▶ **WORK REQUEST**: Taking the line with "pair like [216,152]." as the first and the line with "pair like [469,154]." as the last, set down exactly every line in that range from the entries below, and no more.

RECORDS START

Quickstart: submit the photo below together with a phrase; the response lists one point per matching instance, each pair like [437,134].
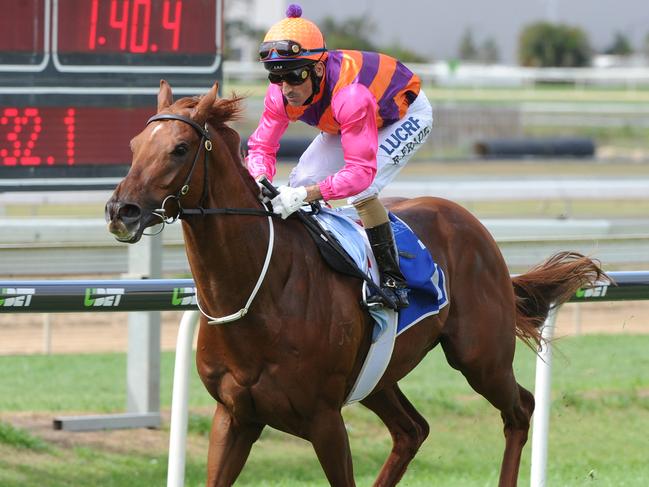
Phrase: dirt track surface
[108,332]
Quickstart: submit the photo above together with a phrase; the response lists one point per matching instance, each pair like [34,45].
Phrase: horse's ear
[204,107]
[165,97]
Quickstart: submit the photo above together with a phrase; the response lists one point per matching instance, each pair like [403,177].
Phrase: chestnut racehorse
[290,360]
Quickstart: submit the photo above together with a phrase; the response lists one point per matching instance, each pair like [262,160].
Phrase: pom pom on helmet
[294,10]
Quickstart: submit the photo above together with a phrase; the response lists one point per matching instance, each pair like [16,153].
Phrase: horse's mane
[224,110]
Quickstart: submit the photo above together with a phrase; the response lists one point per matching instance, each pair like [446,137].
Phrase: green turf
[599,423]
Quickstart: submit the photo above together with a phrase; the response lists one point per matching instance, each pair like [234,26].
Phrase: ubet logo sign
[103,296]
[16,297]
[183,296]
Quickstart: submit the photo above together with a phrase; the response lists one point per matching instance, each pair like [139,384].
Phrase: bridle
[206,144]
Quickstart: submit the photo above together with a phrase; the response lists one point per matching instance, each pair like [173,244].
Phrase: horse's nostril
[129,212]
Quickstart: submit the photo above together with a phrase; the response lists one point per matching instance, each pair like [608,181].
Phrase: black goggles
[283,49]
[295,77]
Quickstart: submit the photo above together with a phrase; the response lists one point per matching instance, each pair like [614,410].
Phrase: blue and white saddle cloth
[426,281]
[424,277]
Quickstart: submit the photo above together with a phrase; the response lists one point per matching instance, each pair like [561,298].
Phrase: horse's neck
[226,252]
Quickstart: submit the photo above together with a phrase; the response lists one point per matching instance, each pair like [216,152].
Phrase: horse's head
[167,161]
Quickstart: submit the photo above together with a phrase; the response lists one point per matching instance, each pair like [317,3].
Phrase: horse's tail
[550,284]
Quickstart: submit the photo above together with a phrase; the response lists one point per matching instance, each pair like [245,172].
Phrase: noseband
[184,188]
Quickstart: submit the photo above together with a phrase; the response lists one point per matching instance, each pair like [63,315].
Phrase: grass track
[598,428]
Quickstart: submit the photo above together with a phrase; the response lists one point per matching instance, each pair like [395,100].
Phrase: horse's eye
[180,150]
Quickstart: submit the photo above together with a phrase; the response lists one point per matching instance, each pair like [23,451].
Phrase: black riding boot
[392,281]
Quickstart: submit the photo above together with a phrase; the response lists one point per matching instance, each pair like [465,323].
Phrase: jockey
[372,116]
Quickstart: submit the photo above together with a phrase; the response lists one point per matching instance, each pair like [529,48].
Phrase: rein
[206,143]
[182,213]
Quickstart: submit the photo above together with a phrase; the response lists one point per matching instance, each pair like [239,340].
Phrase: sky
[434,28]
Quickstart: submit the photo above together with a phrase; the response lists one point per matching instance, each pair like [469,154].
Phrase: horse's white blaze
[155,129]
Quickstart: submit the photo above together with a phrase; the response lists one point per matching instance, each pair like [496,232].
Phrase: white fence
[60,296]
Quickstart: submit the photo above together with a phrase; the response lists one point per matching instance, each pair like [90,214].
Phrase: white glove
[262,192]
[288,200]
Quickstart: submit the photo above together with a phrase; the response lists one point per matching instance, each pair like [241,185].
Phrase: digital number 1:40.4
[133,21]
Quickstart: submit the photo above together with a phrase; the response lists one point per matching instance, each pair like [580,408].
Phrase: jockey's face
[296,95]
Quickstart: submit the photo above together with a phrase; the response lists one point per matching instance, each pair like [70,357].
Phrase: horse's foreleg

RECORDS END

▶ **YOUR RESPONSE**:
Quickstart: submit the photo above together with a phrase; the response lists one point per matching instance, each pair like [216,152].
Phrase: horse's head
[167,161]
Quickstart: submit the photo above together with a phrase; the response lists one point per matching instance, each pair like [317,3].
Phrase: horse's tail
[550,284]
Quickstart: submit the photo above together with a phrase; the response lists one point per matching instance, each pair like [245,172].
Phrase: noseband
[184,188]
Quickstart: submit the photo above together with a phrase; the response lists one point per matching instance, each pair like [63,315].
Phrase: grass track
[598,428]
Quickstart: submit the photo above together with a phrase; the response lists one point per matching instance, each pair like [395,100].
Phrase: horse's eye
[180,150]
Quickstart: submit the photo above together with a phrase; the response lists one point per matching instance, each pair like [23,451].
Phrase: black riding boot
[392,281]
Quickstart: submit the photo above together with a phrase; the response lists one point per matching instance, each pair like [465,323].
Phrase: jockey
[372,116]
Quickstart: submit the photo above together with a phrase; the response lists one point per matching instance, each pair like [529,48].
Phrase: rein
[206,143]
[182,213]
Quickstart: submit the photo above together with a phrase; the response lists one point per matching instance, each pair like [239,340].
Phrase: sky
[434,28]
Quickstart: submit the photo above together with a phrase; the response lists one point per matching instance, each pair like [469,154].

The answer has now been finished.